======== DATA PROVIDED ========

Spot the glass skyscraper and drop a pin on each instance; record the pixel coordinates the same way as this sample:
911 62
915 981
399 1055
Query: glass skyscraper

========

### DIRECTIONS
Rewrite the records above, substituting "tower" for every occurrence of "skyscraper" and leaving everything else unchanged.

### RESPONSE TO THE EXERCISE
Spot the glass tower and drop a pin on each instance; record the pixel coordinates the same way as this sample:
911 62
915 981
399 1055
Query: glass tower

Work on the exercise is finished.